→ **REQUIREMENTS**
Return the lines of the records below unchanged, from the line containing "Task: a point for each instance of the green" through the end of the records, and include nothing else.

Point-based annotation data:
⟨

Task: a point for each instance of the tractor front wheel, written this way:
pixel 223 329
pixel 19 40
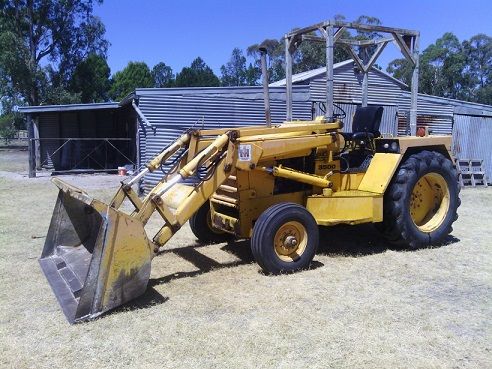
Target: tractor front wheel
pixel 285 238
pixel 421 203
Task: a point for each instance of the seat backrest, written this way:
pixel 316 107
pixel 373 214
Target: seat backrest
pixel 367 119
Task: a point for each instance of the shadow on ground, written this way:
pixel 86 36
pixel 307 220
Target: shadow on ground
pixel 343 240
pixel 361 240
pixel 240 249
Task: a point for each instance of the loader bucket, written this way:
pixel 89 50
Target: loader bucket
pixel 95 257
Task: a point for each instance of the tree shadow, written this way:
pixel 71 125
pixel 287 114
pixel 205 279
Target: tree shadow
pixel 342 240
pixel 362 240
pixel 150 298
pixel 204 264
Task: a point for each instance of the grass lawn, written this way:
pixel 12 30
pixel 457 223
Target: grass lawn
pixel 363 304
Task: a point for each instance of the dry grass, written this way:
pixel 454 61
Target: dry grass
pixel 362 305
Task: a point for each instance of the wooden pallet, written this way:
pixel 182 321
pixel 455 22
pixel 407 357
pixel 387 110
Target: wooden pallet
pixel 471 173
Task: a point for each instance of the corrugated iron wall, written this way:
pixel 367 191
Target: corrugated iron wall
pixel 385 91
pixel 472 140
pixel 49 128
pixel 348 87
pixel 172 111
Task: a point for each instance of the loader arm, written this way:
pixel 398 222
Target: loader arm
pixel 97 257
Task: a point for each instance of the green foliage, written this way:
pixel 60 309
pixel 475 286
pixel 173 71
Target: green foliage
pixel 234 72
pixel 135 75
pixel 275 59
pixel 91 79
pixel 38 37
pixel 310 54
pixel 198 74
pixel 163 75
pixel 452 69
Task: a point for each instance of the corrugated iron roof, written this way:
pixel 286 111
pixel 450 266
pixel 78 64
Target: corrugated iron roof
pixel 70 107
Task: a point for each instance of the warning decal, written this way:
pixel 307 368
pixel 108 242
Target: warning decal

⟩

→ **FULL SOLUTION**
Task: a point for each instance of the green foliage, written this way:
pixel 60 309
pixel 475 286
pixel 173 71
Target: green foliage
pixel 234 72
pixel 135 75
pixel 275 59
pixel 91 79
pixel 38 37
pixel 310 54
pixel 198 74
pixel 163 75
pixel 452 69
Task: a point for each instance of the corrugated iron roof, written this way:
pixel 286 111
pixel 450 266
pixel 78 64
Target: corrugated iron roof
pixel 70 107
Task: a point for each instance of the warning decal, written this way:
pixel 307 368
pixel 108 242
Target: warning decal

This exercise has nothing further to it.